AIM OF THE TASK:
Turn every line of the listing below into a numbered list, skipping any blank lines.

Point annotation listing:

━━━━

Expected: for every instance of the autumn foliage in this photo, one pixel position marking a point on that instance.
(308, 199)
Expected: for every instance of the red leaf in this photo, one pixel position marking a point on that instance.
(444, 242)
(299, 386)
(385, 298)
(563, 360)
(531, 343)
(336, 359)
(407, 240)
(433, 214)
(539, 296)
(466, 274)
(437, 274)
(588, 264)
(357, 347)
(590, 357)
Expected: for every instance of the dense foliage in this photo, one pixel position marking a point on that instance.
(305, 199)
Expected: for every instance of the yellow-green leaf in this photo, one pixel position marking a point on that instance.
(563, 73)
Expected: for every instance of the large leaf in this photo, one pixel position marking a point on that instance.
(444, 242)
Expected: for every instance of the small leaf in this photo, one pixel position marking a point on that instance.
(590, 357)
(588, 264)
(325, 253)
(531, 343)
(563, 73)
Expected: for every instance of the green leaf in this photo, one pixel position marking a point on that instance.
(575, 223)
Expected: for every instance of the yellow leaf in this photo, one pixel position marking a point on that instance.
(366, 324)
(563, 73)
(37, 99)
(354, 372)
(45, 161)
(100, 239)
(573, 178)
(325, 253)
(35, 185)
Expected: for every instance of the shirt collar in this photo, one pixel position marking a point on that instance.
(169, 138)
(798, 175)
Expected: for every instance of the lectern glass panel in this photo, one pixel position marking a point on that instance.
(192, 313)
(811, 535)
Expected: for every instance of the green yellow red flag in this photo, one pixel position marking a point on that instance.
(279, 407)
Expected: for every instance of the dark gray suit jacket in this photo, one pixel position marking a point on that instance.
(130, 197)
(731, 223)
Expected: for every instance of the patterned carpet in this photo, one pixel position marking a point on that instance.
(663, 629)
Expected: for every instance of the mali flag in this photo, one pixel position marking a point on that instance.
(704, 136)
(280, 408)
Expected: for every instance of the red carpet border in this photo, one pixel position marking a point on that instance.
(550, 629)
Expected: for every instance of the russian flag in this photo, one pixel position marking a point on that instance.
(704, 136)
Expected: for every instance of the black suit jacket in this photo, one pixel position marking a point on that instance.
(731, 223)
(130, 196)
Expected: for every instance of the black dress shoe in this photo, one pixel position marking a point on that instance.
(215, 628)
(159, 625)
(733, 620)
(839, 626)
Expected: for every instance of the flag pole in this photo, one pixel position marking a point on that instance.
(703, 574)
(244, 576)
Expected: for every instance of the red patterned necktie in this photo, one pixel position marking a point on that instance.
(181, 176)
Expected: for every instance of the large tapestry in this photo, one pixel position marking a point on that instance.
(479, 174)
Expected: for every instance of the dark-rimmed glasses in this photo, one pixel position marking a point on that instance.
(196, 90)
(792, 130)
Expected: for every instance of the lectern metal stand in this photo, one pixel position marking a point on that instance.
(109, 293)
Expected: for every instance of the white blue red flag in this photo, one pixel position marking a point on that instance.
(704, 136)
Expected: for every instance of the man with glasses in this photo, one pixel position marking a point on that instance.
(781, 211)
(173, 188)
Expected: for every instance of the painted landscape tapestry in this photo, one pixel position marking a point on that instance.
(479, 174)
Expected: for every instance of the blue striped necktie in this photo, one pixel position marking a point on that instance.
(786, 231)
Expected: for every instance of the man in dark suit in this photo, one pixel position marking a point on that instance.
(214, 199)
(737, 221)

━━━━

ANSWER FOR THIS EXERCISE:
1. Expected: for every instance of the autumn foliage in this photo, one pixel position marking a point on that instance.
2. (308, 199)
3. Expected: for every instance of the red leaf in this photo, one pixel position marking a point on that instance.
4. (444, 242)
5. (299, 386)
6. (385, 298)
7. (563, 360)
8. (531, 343)
9. (336, 359)
10. (407, 240)
11. (433, 214)
12. (539, 296)
13. (466, 274)
14. (437, 274)
15. (588, 264)
16. (357, 347)
17. (590, 357)
18. Expected: for every instance of the dense foliage in this photo, one pixel position marking a point on that instance.
19. (305, 199)
20. Expected: for every instance of the yellow-green leaf in this photo, one pixel position marking a point on that instance.
21. (563, 73)
22. Expected: for every instance of the large leaf in this photo, one pixel position marking a point on that instance.
23. (444, 242)
24. Expected: for every instance of the small leaf in this photo, one pixel position marking a point on that instance.
25. (590, 357)
26. (588, 264)
27. (325, 253)
28. (531, 343)
29. (563, 73)
30. Expected: for every instance of the green leaf in this photo, one pixel position marking a point on that instance.
31. (575, 223)
32. Expected: for every instance of the yellow leaf in this photo, one pixel position marking a point on that instance.
33. (366, 324)
34. (563, 73)
35. (37, 99)
36. (354, 372)
37. (45, 161)
38. (100, 239)
39. (573, 178)
40. (325, 253)
41. (35, 185)
42. Expected: for every instance of the shirt collar in this photo, one pixel position marking a point on that instance.
43. (169, 138)
44. (798, 175)
45. Expected: for every instance of the lectern glass panel in this photo, one pixel position marking a point on that instance.
46. (192, 313)
47. (811, 535)
48. Expected: for every instance of the green yellow red flag in this photo, one pixel position marking a point on that instance.
49. (279, 407)
50. Expected: for every instance of the dark gray suit jacket in this photo, one pixel position marking a point on that instance.
51. (130, 197)
52. (731, 223)
53. Expected: for every instance of the patterned carpet in this photo, one pixel position marking a point on that instance.
54. (663, 629)
55. Expected: for every instance of the mali flag in this photo, one pixel position marking a point on that instance.
56. (704, 136)
57. (280, 408)
58. Expected: for every instance of the red carpet border in this photo, one pixel position marking a point on that instance.
59. (550, 629)
60. Expected: for every instance of the russian flag in this photo, one pixel position marking a point on that instance.
61. (704, 136)
62. Expected: for every instance of the black suit jacket in this photo, one pixel position marking a point on that instance.
63. (731, 223)
64. (130, 196)
65. Expected: for every instance of the black dress shoe in this photo, one pixel position marking a point on that instance.
66. (215, 628)
67. (159, 625)
68. (733, 620)
69. (839, 626)
70. Expected: for every instance of the flag pole in this photo, one pixel position marking a point on that instance.
71. (703, 574)
72. (244, 576)
73. Expected: for every instance of the red patterned necktie in this photo, one pixel position marking a point on that instance.
74. (181, 176)
75. Expected: for every instance of the large tapestry in this photo, one pixel position marking a point on that instance.
76. (479, 174)
77. Expected: for every instance of the dark-rimmed glasses in this photo, one pixel position marking a point on that instance.
78. (196, 90)
79. (792, 130)
80. Expected: for every instance of the lectern metal stand in this photo, one pixel position marking a point on that instance.
81. (109, 293)
82. Expected: for every instance of the white blue red flag in this photo, one pixel position marking a point on that instance.
83. (704, 136)
84. Expected: for every instance of the man with glasses in this photo, one pixel position marking a point on that instance.
85. (781, 211)
86. (173, 188)
87. Expected: for every instance of the painted landscape tapestry in this photo, one pixel position marking a point on that instance.
88. (479, 174)
89. Expected: for every instance of the blue striped necktie in this photo, one pixel position marking a point on that instance.
90. (786, 231)
91. Expected: for every instance of the man in dark suit in this photo, one pixel position marking a point on that instance.
92. (214, 199)
93. (737, 221)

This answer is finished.